**What you have to do:** Down to the final line, print each entry exactly.

===== Material for the task =====

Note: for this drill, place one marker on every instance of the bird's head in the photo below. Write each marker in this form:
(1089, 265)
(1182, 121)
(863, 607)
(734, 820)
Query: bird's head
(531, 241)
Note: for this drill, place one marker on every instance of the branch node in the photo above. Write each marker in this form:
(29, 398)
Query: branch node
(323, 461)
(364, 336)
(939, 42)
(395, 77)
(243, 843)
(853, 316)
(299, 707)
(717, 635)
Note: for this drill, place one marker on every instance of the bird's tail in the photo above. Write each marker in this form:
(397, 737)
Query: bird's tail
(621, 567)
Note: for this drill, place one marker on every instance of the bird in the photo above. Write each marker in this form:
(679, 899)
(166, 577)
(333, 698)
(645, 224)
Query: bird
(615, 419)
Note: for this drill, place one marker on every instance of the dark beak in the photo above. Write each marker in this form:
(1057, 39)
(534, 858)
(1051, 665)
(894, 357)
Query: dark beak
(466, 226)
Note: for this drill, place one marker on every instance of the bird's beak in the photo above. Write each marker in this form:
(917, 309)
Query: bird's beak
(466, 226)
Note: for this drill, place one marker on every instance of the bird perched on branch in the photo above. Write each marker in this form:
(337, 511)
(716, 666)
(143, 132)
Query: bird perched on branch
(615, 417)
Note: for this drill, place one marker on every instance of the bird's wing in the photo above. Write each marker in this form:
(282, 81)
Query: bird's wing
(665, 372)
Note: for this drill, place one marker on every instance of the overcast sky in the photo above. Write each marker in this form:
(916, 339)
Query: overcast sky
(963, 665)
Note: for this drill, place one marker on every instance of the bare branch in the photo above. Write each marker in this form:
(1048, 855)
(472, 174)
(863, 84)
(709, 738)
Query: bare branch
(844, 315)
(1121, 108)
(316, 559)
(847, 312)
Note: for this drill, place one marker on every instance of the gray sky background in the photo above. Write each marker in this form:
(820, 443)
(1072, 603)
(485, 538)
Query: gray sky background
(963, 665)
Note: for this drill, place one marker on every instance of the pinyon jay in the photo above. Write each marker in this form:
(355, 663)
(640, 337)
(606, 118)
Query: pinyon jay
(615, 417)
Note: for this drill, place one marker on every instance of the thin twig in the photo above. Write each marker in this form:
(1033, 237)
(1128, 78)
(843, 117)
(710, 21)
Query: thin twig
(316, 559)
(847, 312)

=====

**Answer:**
Note: for this drill, place one marker on every instance of the bird's head in the photo below. Write each marker in this form:
(1089, 265)
(1182, 121)
(863, 607)
(734, 820)
Query: bird's head
(531, 241)
Note: for this drill, place one marker on every instance of the branch node in the photo above. Write each marker in this form:
(29, 398)
Query: branch node
(323, 461)
(364, 336)
(939, 42)
(395, 77)
(243, 843)
(853, 316)
(299, 707)
(717, 635)
Note: for this drill, place one marker on every instance of the bird's tail in the photo above. Write each marker in this form:
(397, 737)
Query: bird's tail
(621, 567)
Note: for this drill, place one marker on every instance of the bird in the photo above. Write each marker in this form:
(679, 899)
(166, 577)
(333, 698)
(645, 224)
Query: bird
(615, 419)
Note: for this drill, place one marker on every instance of the dark beak in the photo above. Write each marker in this form:
(1057, 39)
(534, 858)
(1051, 665)
(894, 357)
Query: dark beak
(466, 226)
Note: for this drill, place one marker on every instance of the bird's beak in the photo above. Write each marker in this form:
(917, 309)
Query: bird's beak
(466, 226)
Note: for this drill, place one marker on every instance of the bird perched on branch in the photo above. Write each marker in this form:
(337, 511)
(716, 666)
(143, 132)
Query: bird perched on branch
(615, 417)
Note: for this drill, place one marker on every instance of the bird's wing in the photo above. Write each marker in this form:
(282, 81)
Query: bird's wing
(665, 372)
Note: for this drill, place one marker on every instance of the overcast sky in the photo above. Write each marker in this form:
(916, 339)
Query: overcast sky
(963, 665)
Note: for this drill, place one marker on every instance of the bare branch in the photo above. Write each marker in this form:
(1048, 855)
(472, 174)
(863, 84)
(709, 738)
Query: bare branch
(844, 315)
(1121, 108)
(316, 559)
(847, 312)
Note: for this drill, place one marker on every instance of the gray sky background in the photo above. Write each marker in this form:
(820, 443)
(1072, 603)
(485, 538)
Query: gray sky background
(963, 665)
Note: for this drill, place one marker on every instance of the pinyon jay in the photo above. Write each marker in this form:
(355, 663)
(640, 337)
(606, 118)
Query: pinyon jay
(615, 417)
Note: for this drill, place one marker on every instance of the thin twig in the photo above. Write each marker in this form:
(1033, 237)
(1128, 78)
(843, 117)
(710, 21)
Query: thin twig
(316, 559)
(847, 312)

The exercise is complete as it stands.